== Stated problem ==
Give back, word for word, the lines of the records below that begin at the line containing "panel, shaped like this sample" and stop after the line containing "Query: vegan chunky monkey cookie".

== Entries provided ==
— START —

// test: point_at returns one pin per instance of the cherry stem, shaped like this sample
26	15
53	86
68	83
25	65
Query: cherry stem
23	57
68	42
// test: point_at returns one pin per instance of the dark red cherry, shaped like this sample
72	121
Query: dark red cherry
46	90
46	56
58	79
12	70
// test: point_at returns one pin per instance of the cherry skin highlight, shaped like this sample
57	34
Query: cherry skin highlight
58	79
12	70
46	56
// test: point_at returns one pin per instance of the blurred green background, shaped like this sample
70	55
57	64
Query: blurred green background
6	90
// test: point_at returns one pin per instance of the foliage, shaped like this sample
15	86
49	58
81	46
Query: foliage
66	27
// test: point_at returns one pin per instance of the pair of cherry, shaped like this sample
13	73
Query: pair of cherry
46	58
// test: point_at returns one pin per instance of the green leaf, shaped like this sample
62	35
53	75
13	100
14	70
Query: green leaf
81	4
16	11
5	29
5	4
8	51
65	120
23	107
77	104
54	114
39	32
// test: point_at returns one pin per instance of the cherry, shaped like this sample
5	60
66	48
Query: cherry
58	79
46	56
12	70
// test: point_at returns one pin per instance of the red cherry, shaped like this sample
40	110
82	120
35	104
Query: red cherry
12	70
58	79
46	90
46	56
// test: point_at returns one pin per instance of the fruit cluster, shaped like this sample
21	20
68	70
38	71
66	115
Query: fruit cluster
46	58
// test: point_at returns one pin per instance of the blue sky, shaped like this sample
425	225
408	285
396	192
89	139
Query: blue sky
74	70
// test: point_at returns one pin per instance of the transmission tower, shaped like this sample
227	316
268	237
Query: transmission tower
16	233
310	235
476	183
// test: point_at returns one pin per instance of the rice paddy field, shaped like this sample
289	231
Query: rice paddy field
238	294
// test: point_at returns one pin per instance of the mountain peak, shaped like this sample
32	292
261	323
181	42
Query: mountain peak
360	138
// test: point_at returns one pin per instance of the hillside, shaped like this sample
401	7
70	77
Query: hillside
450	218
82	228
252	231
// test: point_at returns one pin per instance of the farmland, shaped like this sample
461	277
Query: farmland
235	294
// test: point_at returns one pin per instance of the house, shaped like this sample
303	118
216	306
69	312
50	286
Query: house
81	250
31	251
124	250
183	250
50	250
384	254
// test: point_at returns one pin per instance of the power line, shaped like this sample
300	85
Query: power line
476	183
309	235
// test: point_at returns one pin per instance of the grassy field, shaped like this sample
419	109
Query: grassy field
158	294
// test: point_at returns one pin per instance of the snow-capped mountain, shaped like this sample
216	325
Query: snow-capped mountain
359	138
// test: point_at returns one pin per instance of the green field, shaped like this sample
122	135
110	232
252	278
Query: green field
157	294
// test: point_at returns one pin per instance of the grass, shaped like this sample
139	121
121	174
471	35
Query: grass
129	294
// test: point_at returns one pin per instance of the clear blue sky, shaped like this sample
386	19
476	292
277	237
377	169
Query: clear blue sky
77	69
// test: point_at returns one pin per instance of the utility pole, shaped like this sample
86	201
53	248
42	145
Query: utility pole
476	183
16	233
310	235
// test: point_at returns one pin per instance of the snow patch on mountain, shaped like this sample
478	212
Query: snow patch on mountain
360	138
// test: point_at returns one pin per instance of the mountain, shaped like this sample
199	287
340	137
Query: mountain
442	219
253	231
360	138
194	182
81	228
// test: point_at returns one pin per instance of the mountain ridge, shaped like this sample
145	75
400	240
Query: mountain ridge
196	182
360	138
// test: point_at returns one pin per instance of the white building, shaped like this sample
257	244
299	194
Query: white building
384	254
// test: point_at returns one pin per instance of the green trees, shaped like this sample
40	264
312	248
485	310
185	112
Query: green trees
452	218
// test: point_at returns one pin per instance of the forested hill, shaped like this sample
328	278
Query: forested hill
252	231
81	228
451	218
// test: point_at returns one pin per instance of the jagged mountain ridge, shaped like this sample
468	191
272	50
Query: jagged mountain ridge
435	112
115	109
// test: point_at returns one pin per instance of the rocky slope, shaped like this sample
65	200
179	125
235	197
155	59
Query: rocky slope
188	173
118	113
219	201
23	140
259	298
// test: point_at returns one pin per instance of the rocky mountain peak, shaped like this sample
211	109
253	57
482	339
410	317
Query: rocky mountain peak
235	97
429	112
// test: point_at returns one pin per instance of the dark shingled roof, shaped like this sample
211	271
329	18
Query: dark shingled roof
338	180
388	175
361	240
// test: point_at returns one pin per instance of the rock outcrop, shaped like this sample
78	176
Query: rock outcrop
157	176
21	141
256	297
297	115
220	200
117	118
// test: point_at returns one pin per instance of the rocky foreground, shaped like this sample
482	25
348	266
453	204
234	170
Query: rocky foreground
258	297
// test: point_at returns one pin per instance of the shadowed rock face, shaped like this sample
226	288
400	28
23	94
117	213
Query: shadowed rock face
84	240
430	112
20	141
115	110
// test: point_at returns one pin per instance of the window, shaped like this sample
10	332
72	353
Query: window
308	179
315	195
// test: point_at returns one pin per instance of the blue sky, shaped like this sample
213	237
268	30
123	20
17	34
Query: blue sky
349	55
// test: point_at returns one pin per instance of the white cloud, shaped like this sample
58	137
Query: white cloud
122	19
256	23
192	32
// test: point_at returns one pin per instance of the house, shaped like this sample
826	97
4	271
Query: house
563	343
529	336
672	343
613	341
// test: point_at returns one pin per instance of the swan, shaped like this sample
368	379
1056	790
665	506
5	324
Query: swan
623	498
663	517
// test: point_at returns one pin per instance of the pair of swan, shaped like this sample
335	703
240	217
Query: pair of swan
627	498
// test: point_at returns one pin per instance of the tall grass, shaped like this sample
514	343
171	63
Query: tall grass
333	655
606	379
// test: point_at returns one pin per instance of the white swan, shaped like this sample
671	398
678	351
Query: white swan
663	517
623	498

— END —
— START —

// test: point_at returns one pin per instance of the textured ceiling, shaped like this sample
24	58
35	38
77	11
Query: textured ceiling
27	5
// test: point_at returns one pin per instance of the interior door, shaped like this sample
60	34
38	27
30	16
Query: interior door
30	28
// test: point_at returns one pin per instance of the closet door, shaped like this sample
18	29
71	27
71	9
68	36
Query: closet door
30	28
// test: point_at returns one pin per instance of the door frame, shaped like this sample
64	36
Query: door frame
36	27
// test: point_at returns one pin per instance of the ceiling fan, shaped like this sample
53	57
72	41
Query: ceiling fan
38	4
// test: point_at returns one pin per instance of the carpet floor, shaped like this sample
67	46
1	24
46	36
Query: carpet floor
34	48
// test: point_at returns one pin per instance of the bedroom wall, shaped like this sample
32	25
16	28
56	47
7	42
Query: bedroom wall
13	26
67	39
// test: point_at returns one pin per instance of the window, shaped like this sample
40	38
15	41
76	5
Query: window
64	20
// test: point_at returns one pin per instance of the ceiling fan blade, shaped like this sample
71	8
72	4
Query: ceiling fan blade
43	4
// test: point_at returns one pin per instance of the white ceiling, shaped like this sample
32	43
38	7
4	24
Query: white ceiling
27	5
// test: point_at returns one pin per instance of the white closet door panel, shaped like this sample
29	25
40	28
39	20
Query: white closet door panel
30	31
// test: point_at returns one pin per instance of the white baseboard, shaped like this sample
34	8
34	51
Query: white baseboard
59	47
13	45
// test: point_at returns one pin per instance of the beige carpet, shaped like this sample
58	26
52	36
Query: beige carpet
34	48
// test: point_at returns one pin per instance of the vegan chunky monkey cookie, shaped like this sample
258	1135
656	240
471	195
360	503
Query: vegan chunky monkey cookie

— END —
— START —

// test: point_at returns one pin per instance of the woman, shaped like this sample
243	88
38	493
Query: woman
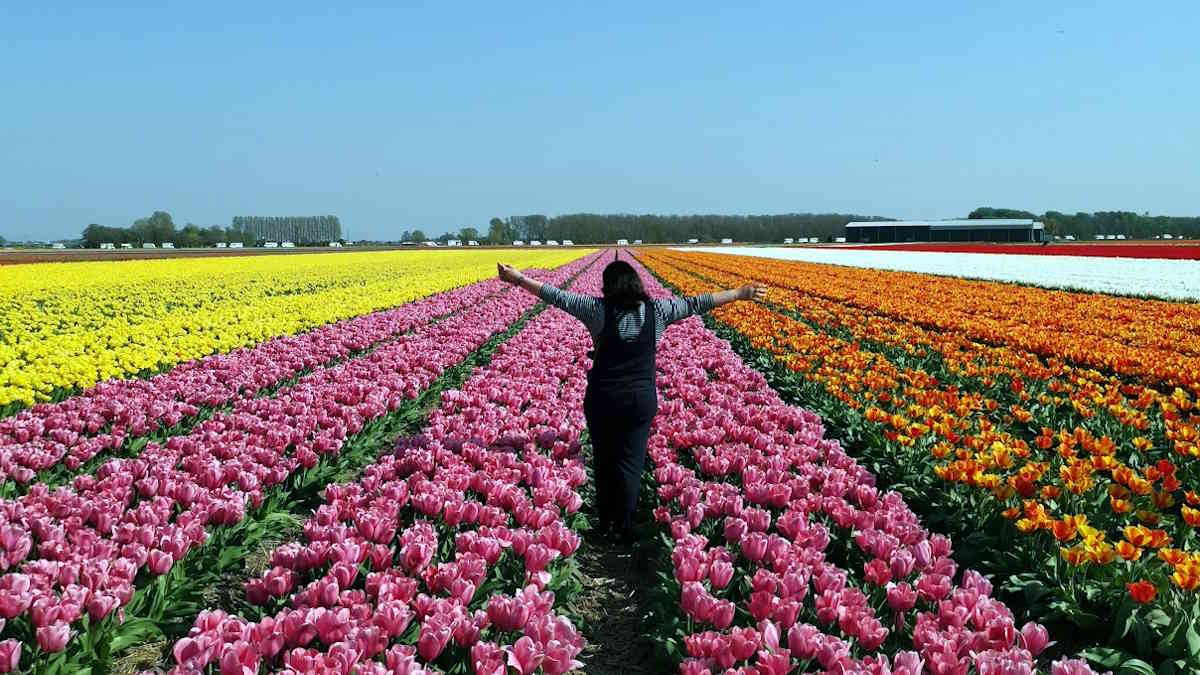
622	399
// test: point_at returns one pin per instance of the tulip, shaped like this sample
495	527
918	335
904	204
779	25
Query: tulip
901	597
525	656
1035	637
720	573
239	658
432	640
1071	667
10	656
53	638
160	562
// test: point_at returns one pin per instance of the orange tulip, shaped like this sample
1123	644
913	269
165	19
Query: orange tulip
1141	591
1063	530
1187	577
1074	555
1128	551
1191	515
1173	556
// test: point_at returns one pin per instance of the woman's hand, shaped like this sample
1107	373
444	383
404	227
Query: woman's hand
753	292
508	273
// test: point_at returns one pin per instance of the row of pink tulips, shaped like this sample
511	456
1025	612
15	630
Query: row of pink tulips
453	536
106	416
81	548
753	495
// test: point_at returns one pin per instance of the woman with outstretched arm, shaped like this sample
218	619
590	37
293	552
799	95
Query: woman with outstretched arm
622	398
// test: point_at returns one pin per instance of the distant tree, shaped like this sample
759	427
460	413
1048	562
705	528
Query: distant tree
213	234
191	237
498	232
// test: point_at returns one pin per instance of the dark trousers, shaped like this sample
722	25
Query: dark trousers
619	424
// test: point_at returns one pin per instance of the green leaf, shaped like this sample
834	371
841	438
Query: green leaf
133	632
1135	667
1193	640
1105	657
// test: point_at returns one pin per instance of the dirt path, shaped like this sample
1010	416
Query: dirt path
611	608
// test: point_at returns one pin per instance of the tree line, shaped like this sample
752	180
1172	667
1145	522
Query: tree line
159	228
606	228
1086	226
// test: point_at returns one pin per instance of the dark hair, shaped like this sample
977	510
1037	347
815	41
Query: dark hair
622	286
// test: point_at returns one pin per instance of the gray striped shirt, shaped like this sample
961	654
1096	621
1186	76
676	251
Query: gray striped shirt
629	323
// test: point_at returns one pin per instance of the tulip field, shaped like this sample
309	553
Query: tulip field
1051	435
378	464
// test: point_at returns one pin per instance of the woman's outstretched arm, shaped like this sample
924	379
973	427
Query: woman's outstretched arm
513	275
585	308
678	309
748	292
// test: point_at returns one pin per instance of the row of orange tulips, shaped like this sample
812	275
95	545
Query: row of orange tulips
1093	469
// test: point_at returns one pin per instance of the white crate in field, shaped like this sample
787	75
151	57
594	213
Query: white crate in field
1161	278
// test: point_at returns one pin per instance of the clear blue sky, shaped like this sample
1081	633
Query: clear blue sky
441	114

— END —

== Written reply ==
// test: point_at returns one pin per instance of the white closet door panel, shaped like this sample
29	25
40	28
39	20
Query: white closet door panel
30	31
// test: point_at returns one pin per instance of the white baseboard, shaped like this sample
34	8
34	51
Query: white baseboard
59	47
13	45
// test: point_at returns one pin per instance of the beige carpet, shaped like this sample
58	26
52	36
Query: beige carpet
34	48
// test: point_at returns one pin per instance of the vegan chunky monkey cookie, shaped like this sample
258	1135
656	240
471	195
360	503
Query: vegan chunky monkey cookie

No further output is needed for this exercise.